= Beginning of Section =
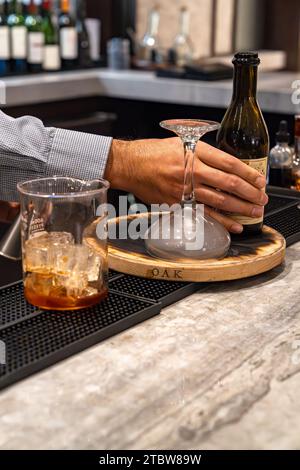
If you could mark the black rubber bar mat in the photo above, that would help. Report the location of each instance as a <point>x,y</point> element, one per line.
<point>283,213</point>
<point>42,338</point>
<point>165,292</point>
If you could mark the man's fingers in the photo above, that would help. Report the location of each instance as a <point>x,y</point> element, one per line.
<point>228,223</point>
<point>226,202</point>
<point>231,165</point>
<point>229,183</point>
<point>8,211</point>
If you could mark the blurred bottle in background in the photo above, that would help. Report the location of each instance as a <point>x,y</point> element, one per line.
<point>149,45</point>
<point>83,36</point>
<point>296,160</point>
<point>183,48</point>
<point>4,40</point>
<point>18,36</point>
<point>118,54</point>
<point>51,57</point>
<point>68,36</point>
<point>36,38</point>
<point>281,159</point>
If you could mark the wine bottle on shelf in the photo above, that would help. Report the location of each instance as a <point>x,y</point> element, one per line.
<point>183,47</point>
<point>296,159</point>
<point>68,36</point>
<point>148,48</point>
<point>243,132</point>
<point>18,36</point>
<point>4,40</point>
<point>83,36</point>
<point>281,159</point>
<point>36,39</point>
<point>51,59</point>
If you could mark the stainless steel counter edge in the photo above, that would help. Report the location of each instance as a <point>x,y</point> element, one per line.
<point>275,89</point>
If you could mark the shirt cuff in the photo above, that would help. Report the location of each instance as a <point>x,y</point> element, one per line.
<point>77,154</point>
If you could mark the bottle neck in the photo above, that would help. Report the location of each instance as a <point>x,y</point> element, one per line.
<point>46,7</point>
<point>244,82</point>
<point>65,6</point>
<point>184,23</point>
<point>16,7</point>
<point>153,23</point>
<point>33,8</point>
<point>2,9</point>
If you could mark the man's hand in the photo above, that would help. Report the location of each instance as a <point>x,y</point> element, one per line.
<point>8,211</point>
<point>153,170</point>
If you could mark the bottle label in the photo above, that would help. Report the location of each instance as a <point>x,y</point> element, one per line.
<point>69,43</point>
<point>297,145</point>
<point>51,57</point>
<point>4,43</point>
<point>19,43</point>
<point>261,165</point>
<point>35,47</point>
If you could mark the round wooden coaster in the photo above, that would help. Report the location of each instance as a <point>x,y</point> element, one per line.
<point>246,258</point>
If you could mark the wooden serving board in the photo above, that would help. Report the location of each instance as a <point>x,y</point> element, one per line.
<point>246,258</point>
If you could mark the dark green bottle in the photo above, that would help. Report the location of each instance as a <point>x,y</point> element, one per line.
<point>51,50</point>
<point>68,36</point>
<point>4,40</point>
<point>36,38</point>
<point>18,33</point>
<point>243,131</point>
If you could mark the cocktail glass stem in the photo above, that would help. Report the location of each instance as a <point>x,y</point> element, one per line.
<point>188,196</point>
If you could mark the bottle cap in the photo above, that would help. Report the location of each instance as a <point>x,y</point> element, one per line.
<point>283,135</point>
<point>246,58</point>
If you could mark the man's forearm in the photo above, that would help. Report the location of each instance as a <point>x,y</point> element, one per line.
<point>29,150</point>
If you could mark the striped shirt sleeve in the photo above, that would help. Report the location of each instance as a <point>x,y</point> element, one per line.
<point>30,150</point>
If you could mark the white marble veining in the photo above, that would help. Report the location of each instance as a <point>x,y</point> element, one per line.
<point>275,89</point>
<point>220,369</point>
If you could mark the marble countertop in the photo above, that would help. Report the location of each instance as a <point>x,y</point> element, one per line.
<point>275,89</point>
<point>220,369</point>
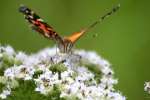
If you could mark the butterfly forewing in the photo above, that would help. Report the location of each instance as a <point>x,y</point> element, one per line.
<point>39,25</point>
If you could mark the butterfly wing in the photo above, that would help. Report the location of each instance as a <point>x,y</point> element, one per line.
<point>39,25</point>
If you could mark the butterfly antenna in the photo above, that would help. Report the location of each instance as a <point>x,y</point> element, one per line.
<point>101,18</point>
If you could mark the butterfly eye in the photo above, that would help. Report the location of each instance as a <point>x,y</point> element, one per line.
<point>69,46</point>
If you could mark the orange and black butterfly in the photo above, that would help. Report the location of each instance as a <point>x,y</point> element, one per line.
<point>64,44</point>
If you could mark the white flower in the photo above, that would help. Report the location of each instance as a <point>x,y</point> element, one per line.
<point>76,80</point>
<point>4,94</point>
<point>9,50</point>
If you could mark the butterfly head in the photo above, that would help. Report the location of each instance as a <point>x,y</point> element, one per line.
<point>66,46</point>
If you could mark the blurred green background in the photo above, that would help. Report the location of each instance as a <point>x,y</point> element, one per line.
<point>123,38</point>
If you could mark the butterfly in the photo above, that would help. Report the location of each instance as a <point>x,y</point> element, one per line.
<point>65,44</point>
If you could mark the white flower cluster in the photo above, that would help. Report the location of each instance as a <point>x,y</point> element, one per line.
<point>69,72</point>
<point>147,87</point>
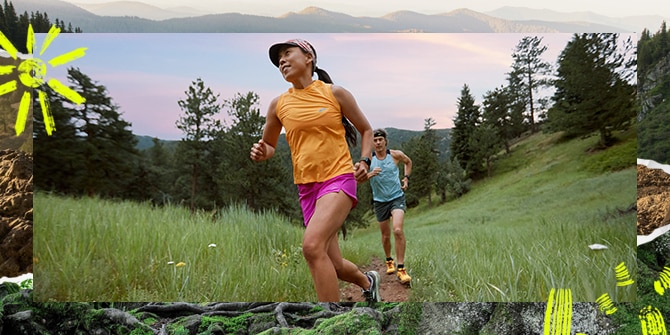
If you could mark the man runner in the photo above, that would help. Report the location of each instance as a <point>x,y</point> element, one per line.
<point>389,199</point>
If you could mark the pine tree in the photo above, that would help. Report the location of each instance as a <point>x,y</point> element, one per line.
<point>199,126</point>
<point>425,163</point>
<point>466,122</point>
<point>92,150</point>
<point>531,70</point>
<point>593,89</point>
<point>496,113</point>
= End of Section =
Task statement — Be exact. Write out all the entries and omit the pictures.

Response for this exercise —
If you could mark the black rubber bar mat in the photo above, that would help. Report the location of each instance as a <point>x,y</point> element, one per line.
<point>283,213</point>
<point>42,338</point>
<point>165,292</point>
If you could mark the man's fingers in the photo above, that would help. Report the location of each instance as a <point>x,y</point> element, one per line.
<point>228,223</point>
<point>226,202</point>
<point>231,165</point>
<point>229,183</point>
<point>8,211</point>
If you could mark the blurred bottle in background in the photo above, that would help. Report the location of each instance as a <point>x,y</point> element, one per line.
<point>149,45</point>
<point>83,36</point>
<point>296,160</point>
<point>183,48</point>
<point>4,40</point>
<point>18,36</point>
<point>118,54</point>
<point>51,57</point>
<point>68,36</point>
<point>36,38</point>
<point>281,159</point>
If you could mark the wine bottle on shelf in the photo above, that would help. Report the location of each instance as a <point>x,y</point> element, one per line.
<point>183,47</point>
<point>296,159</point>
<point>68,36</point>
<point>148,48</point>
<point>243,132</point>
<point>18,36</point>
<point>4,40</point>
<point>83,36</point>
<point>281,159</point>
<point>36,39</point>
<point>51,59</point>
If you could mark the stainless steel counter edge in the photo above, that would help. Report the location of each instance as a <point>x,y</point> element, one per line.
<point>275,89</point>
If you could mark the shirt cuff in the photo above, that would help. Report the location of each instance as a <point>x,y</point> element, one per line.
<point>77,154</point>
If you could mark the bottle neck in the photo above, that would help. Report the location of each instance as a <point>x,y</point> element, one per line.
<point>46,7</point>
<point>244,82</point>
<point>65,6</point>
<point>184,23</point>
<point>16,7</point>
<point>153,23</point>
<point>33,8</point>
<point>2,9</point>
If you could mark the man's hand in the photo above, that would help. Report the location of each instance as a <point>x,y</point> element, one per line.
<point>8,211</point>
<point>153,170</point>
If you could mark the bottle label in the photo above, that would help. Report the location of each instance as a <point>x,y</point> element, one per line.
<point>69,43</point>
<point>297,145</point>
<point>51,57</point>
<point>4,43</point>
<point>19,43</point>
<point>261,165</point>
<point>35,47</point>
If you could mark the round wooden coaster in the photo above, that would help. Report the location of each instance as a <point>x,y</point> element, one per line.
<point>246,258</point>
If you could mark the wooden serving board in the photo above, that would help. Report the location of each instance as a <point>x,y</point> element, one per line.
<point>246,258</point>
If you could mark the dark green bottle in the photo above, that would help. Report the location of each instance as a <point>x,y</point> element, one per line.
<point>51,50</point>
<point>68,36</point>
<point>4,40</point>
<point>36,38</point>
<point>18,33</point>
<point>243,131</point>
If you could mark the cocktail glass stem in the photo above, that would help. Report the location of each instance as a <point>x,y</point> element, one per line.
<point>188,196</point>
If you could mark the bottle cap in the photo above, that would help. Report the location of each instance as a <point>x,y</point> element, one per line.
<point>283,135</point>
<point>246,58</point>
If you could mark the man's forearm in the photo above, that would help. Report the location of each instance as a <point>x,y</point> element, one per line.
<point>29,150</point>
If you could mark the striped shirt sleeve in the photo above, that would help. Report the location of each instance as a <point>x,y</point> element, one per line.
<point>30,150</point>
If you could mark the white marble veining in the photo above, that would help. Report the location of each instance as a <point>x,y</point> element, one per line.
<point>275,89</point>
<point>220,369</point>
If you could mark the marble countertop in the photo above, that would help. Report the location of each instance as a <point>x,y</point> element, one per line.
<point>275,89</point>
<point>220,369</point>
If you could mark the butterfly forewing in the photo above, that would help. Report the location of each instance as a <point>x,y</point> element, one per line.
<point>39,25</point>
If you could mark the butterfly wing in the photo above, that would help. Report the location of each instance as a <point>x,y</point> element, one per line.
<point>39,25</point>
If you could mark the butterfly antenna in the photo above, that would help. Report the location of each instance as a <point>x,y</point> element, one per line.
<point>101,18</point>
If you could mark the butterfly eye in the photo above, that would help. Report the location of each instance as a <point>x,y</point> element, one per line.
<point>69,46</point>
If you could mark the orange and black butterfly in the photo above, that would help. Report the location of each instance as a <point>x,y</point> element, one per line.
<point>64,44</point>
If you could mark the white flower in the photo above, that would help. Report the location of each instance as a <point>x,y</point> element, one per line.
<point>76,80</point>
<point>4,94</point>
<point>9,50</point>
If you could mark the butterfly head in the photo above, that would help. Report the location of each instance as a <point>x,y</point> element, one per line.
<point>66,46</point>
If you could mark the blurred green background in the photo above, that would help. Report the location of each instance as a <point>x,y</point> element, one per line.
<point>123,38</point>
If you could mark the butterfly in the photo above, that would help. Report the location of each instance as a <point>x,y</point> element, one per line.
<point>65,44</point>
If you could mark the white flower cluster in the photo above, that would help. Report the location of each instance as a <point>x,y</point> element, one per line.
<point>69,72</point>
<point>147,87</point>
If you could mark the man runner in the photo above, that would help. Report the location of each instance as a <point>x,y</point> element, one per line.
<point>389,199</point>
If you could mark the pine tree in the photo above, that would help. Report the location of each instance as a <point>x,y</point> element, one per line.
<point>199,126</point>
<point>425,163</point>
<point>466,122</point>
<point>92,150</point>
<point>531,70</point>
<point>593,89</point>
<point>496,113</point>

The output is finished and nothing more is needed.